- **Given passage**:
==========

He was content with money earned from those lessons and his film compositions; affirming that he was never driven by money although essential for his own and family's survival, rather he valued honesty and sincerity in his work and placed importance on purity and originality, whether in his music, lyrics or style of singing. He continued working for Cathay-Keris Film Productions until he retired in 1964, composing numerous songs for Malay films. Some sources reported that he also stopped composing songs for Cathay out of objection to its management's decision to cut production costs by borrowing existing music to be used for dubbing onto the background music of some films at the time.

Zubir died at the age of 80 on 16 November 1987 at Joo Chiat Place in Singapore, survived by four daughters and a son. At the time of his death, Zubir left S$20,000 to his name. In 1990, his life and passion as a musician were documented in a book titled Zubir Said: His Songs, and in 2004 a S$69,000 bronze bust of a bespectacled Zubir was installed in Gallery 6 of the Malay Heritage Centre which pays tribute to icons in Singaporean Malay arts and culture.

==Awards and honours==
Zubir receives dozens of awards and honours from in and outside of Singapore for his massive contributions to the Malay world in songs and music and to Singapore. Some of his awards and honours were not in the list below.

==========

- **Supplied material**:

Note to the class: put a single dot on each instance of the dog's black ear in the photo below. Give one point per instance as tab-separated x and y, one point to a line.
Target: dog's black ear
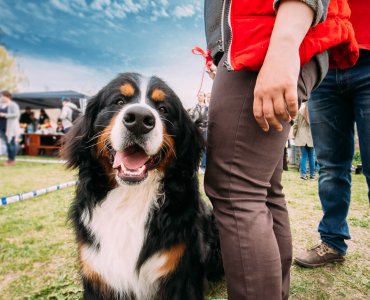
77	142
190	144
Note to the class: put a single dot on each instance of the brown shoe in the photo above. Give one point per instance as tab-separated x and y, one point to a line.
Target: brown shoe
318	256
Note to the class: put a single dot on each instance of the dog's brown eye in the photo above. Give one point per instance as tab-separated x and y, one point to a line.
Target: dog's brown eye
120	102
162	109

==========

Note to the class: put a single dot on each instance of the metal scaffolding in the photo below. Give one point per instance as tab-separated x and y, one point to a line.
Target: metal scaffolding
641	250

==========

- **Task**: From the passage about Zubir Said, repeat word for word the part starting at "He was content" and ending at "at the time.".

- **Result**:
He was content with money earned from those lessons and his film compositions; affirming that he was never driven by money although essential for his own and family's survival, rather he valued honesty and sincerity in his work and placed importance on purity and originality, whether in his music, lyrics or style of singing. He continued working for Cathay-Keris Film Productions until he retired in 1964, composing numerous songs for Malay films. Some sources reported that he also stopped composing songs for Cathay out of objection to its management's decision to cut production costs by borrowing existing music to be used for dubbing onto the background music of some films at the time.